# Study text:
I think you all get the picture. My memories of dipping are laughable. As I sit here today, 100+ days into what is hopefully my last quit ever, I cannot think of a single benefit of chewing – yet I did it for 29 years of my life. If I include the first 12 years of my life as being ‘dip-free’, I will have to reach the age of 58 before I can make the statement that I’ve lived half of my life without tobacco. That, my friends, is ridiculous.

I hope that every young person who ever reads these words can feel the sarcasm dripping from them and can make that decision very early in life to either NEVER start chewing or if it’s already too late, to use this site to help stop it before it causes any problems.

# Problem set:
1) What numbers appear in the passage on quitting chewing tobacco? List them all.
2) Does the passage on quitting chewing tobacco agree with each statement? (a) The writer chewed tobacco for 29 years. (b) The writer can name a few benefits of chewing. (c) The writer has been off tobacco for more than 100 days. Answer yes or no for each, and quote the deciding words.
3) Can you copy word for word the part of the passage on quitting chewing tobacco that opens with the words containing "I think you" and closes with "causes any problems."?
You won't need the data that comes after the passage on quitting chewing tobacco.

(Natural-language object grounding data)
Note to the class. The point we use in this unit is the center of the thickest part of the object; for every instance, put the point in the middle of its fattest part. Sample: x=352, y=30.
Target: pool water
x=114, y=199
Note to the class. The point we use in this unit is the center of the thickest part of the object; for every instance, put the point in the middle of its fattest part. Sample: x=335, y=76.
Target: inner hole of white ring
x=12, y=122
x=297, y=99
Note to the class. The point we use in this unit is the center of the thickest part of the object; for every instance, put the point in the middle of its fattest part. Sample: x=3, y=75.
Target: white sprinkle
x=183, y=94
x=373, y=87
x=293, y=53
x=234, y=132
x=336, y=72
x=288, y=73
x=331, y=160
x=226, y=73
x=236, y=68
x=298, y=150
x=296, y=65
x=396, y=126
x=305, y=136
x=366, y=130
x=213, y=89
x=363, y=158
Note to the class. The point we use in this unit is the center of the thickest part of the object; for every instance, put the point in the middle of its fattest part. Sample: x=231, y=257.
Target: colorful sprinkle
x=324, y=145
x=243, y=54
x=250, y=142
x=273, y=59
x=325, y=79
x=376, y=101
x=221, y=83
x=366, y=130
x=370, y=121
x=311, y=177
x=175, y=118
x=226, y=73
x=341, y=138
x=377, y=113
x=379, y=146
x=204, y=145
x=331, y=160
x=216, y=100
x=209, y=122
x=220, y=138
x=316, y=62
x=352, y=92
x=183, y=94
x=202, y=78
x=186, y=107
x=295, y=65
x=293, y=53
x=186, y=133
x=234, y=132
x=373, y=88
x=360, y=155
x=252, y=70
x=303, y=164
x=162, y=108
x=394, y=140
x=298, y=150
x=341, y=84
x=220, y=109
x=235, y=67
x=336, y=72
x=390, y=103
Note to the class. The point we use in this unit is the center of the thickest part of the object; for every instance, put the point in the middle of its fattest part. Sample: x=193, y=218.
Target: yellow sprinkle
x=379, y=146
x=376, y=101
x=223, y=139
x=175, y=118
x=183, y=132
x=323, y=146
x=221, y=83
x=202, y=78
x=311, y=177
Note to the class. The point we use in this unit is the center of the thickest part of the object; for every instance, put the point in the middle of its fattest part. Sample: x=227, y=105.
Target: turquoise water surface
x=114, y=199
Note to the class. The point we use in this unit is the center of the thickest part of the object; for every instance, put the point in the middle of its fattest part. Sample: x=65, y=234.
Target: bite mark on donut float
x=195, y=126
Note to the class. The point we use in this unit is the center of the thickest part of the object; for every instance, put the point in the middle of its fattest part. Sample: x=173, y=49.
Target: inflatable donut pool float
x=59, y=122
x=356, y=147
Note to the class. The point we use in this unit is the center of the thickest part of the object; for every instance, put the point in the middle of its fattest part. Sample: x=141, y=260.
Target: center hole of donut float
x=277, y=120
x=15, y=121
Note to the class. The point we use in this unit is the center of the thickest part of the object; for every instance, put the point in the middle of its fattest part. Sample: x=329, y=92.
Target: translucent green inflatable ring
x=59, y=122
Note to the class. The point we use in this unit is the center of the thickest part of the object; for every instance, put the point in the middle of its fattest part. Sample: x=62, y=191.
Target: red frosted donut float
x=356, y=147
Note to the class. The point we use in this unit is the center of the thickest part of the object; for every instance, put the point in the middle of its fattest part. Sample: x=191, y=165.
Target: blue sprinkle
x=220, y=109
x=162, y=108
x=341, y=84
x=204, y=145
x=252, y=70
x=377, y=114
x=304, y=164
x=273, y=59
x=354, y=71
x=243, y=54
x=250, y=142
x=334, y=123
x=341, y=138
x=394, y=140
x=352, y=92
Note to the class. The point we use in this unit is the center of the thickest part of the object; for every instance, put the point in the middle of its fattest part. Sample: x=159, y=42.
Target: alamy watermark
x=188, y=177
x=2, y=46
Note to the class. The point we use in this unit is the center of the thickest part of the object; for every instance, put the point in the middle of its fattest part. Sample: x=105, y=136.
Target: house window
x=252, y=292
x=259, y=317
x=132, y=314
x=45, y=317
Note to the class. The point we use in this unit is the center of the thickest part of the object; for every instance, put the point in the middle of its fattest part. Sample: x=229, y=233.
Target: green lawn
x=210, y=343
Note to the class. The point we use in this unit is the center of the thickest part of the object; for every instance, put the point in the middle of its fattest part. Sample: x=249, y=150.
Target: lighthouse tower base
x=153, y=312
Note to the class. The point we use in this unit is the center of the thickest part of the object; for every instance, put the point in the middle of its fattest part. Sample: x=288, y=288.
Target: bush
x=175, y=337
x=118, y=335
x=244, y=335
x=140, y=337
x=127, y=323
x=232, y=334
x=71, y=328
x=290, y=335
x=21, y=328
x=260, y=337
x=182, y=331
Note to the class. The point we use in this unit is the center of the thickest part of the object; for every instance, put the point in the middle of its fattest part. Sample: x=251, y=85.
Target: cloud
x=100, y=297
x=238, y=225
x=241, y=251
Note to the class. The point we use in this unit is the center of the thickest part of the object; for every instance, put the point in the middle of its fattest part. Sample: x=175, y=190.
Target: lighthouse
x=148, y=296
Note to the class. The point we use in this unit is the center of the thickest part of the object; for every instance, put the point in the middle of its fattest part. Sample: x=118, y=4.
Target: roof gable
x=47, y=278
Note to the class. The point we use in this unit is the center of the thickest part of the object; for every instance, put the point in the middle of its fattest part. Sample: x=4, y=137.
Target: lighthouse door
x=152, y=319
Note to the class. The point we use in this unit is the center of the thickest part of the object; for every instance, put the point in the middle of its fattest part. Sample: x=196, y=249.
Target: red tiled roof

# Answers in order:
1) 100+, 29, 12, 58

2)
(a) Yes: "yet I did it for 29 years of my life"
(b) No: "I cannot think of a single benefit of chewing"
(c) Yes: "100+ days into what is hopefully my last quit ever"

3)
I think you all get the picture. My memories of dipping are laughable. As I sit here today, 100+ days into what is hopefully my last quit ever, I cannot think of a single benefit of chewing – yet I did it for 29 years of my life. If I include the first 12 years of my life as being ‘dip-free’, I will have to reach the age of 58 before I can make the statement that I’ve lived half of my life without tobacco. That, my friends, is ridiculous.

I hope that every young person who ever reads these words can feel the sarcasm dripping from them and can make that decision very early in life to either NEVER start chewing or if it’s already too late, to use this site to help stop it before it causes any problems.